--- PASSAGE TO READ ---

Nihilist Reviewboard

03 Mar 2017

Let’s talk about another concept that’s as old as the hills - code review.

“Design and code inspections to reduce errors in program development” [Fagan 1976] (pdf) introduced the notion for a structured process of reviewing programs & designs. The central argument which Fagan presents is that it is possible to quantitatively review software for flaws early in the development cycle, and to iterate on development while the cost of change is low compared to cost of iterating on software which had been deployed to customers.

pic.twitter.com/LTj23IelwJ
— Reid 💩🐦 McKenzie (@arrdem) March 3, 2017

The terminology is a little archaic, but in all the elapsed time the fundamental idea holds. Code review for Fagan is as much an architectural design review as it is anything else.

This shouldn’t be terribly surprising, given some of the particular concerns Fagan’s process is designed with addressing. While many of these things haven’t intentionally changed, some of these concerns such as the specifics of register restoration reflect the paper’s age.

Man..... code reviews used to be weird pic.twitter.com/D0qk9VJwLA
— Reid 💩🐦 McKenzie (@arrdem) March 3, 2017

While the underlying goal of the code review process, to examine software for flaws early and often, has not changed meaningfully in the intervening decades many of the particulars of process described by Fagan reflect a rigidity of process and a scale of endeavor which is no longer reflective of the state of industry at large.

Fagan’s process is designed to prevent architecture level mistakes through intensive review, as well as to detect “normal” bugs en-masse and provide a natural workflow for iterative searching for and fixing of bugs until the artifact is deemed of sufficient quality. This is a work of process engineering optimized for code being slow & difficult to write, and for software being slow & risky to ship.

---

WHAT YOU NEED TO DO =>
a: According to the post on code review, in what year was Fagan's paper on design and code inspections published?
b: Repeat everything in the post on code review from "Nihilist Reviewboard" down to "is anything else.".
The items after the post on code review are separate material and not part of it.

--- STORED ROWS ---

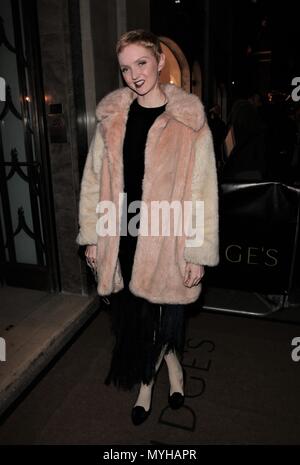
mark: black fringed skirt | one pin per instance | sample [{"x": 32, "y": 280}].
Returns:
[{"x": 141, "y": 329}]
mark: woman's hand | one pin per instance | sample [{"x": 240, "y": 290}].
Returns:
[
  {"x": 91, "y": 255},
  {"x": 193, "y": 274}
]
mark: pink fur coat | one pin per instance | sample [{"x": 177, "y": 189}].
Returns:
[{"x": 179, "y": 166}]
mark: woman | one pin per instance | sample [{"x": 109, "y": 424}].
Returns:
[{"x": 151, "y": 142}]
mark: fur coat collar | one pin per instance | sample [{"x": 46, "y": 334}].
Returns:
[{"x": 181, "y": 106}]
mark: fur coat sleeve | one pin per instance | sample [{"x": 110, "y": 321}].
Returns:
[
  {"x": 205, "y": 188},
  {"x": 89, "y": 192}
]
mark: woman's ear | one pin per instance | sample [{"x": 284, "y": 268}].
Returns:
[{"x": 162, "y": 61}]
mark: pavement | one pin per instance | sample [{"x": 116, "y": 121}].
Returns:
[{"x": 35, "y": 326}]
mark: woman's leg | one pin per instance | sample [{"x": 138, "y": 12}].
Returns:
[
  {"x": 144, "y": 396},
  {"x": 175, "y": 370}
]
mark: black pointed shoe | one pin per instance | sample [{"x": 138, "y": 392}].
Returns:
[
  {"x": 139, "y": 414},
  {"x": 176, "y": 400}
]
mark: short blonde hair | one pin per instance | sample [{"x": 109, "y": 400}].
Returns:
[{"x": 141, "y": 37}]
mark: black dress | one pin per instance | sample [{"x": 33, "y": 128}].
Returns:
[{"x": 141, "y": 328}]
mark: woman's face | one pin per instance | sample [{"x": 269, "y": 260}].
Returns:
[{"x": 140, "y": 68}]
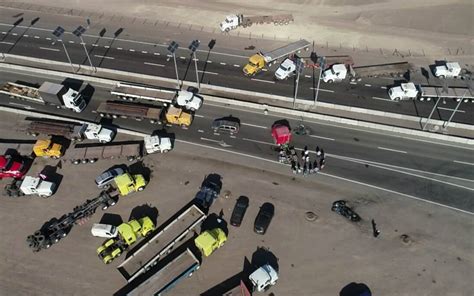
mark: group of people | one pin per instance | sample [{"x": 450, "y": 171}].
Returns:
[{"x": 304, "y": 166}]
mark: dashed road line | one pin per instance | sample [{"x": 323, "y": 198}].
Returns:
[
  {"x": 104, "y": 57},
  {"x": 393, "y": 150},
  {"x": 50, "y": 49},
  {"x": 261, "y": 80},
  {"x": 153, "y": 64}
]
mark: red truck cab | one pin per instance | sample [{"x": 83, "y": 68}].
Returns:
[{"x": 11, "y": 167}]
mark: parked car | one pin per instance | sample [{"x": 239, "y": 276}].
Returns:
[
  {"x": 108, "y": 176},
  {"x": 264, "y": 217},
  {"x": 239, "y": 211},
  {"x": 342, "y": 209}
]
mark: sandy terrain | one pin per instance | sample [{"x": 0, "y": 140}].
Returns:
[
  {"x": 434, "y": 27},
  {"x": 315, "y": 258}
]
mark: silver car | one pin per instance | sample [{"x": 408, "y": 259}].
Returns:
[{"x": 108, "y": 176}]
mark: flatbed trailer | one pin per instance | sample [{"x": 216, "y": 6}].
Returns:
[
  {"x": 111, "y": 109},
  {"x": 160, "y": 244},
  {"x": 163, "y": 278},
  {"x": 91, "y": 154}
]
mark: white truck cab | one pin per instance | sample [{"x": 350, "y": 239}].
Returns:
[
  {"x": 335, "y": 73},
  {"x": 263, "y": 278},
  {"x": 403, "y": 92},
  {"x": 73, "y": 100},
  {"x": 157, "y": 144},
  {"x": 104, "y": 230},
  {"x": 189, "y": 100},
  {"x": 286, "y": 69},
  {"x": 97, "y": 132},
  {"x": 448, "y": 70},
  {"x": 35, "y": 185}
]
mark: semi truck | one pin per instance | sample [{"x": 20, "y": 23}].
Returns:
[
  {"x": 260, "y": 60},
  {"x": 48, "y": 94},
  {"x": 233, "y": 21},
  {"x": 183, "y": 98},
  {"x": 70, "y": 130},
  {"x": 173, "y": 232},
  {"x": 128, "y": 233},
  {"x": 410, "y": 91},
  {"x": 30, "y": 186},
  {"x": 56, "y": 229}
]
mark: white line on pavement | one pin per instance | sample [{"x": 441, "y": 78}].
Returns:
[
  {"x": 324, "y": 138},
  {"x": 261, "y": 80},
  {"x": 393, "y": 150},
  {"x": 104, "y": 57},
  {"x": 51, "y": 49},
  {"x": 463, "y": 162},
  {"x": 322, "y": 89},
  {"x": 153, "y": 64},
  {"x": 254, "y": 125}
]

---
--- STORED ROWS ---

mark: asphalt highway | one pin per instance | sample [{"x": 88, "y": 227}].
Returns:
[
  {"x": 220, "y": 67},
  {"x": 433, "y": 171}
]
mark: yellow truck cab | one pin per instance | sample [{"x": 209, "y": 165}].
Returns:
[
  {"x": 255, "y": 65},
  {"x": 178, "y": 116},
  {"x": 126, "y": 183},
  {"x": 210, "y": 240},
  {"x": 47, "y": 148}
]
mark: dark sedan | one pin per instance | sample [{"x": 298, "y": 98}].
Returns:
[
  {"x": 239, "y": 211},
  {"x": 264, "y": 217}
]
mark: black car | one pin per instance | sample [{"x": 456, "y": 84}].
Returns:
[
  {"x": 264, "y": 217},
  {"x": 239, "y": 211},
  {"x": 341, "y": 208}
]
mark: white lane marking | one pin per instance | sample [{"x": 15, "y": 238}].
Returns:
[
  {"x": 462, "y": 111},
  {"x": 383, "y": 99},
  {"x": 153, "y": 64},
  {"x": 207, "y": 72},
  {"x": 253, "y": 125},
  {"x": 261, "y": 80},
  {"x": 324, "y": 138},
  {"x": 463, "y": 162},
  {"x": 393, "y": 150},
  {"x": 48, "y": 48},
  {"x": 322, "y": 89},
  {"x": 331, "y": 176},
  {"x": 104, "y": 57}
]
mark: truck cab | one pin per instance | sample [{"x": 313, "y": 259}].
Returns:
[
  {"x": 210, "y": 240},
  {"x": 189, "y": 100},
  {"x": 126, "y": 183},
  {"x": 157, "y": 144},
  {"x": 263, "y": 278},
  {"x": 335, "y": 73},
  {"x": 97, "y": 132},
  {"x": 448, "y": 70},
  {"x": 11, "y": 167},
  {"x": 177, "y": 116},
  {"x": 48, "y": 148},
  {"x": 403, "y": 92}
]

---

RESPONSES TO THE EXERCISE =>
a: 1976

b:
Nihilist Reviewboard

03 Mar 2017

Let’s talk about another concept that’s as old as the hills - code review.

“Design and code inspections to reduce errors in program development” [Fagan 1976] (pdf) introduced the notion for a structured process of reviewing programs & designs. The central argument which Fagan presents is that it is possible to quantitatively review software for flaws early in the development cycle, and to iterate on development while the cost of change is low compared to cost of iterating on software which had been deployed to customers.

pic.twitter.com/LTj23IelwJ
— Reid 💩🐦 McKenzie (@arrdem) March 3, 2017

The terminology is a little archaic, but in all the elapsed time the fundamental idea holds. Code review for Fagan is as much an architectural design review as it is anything else.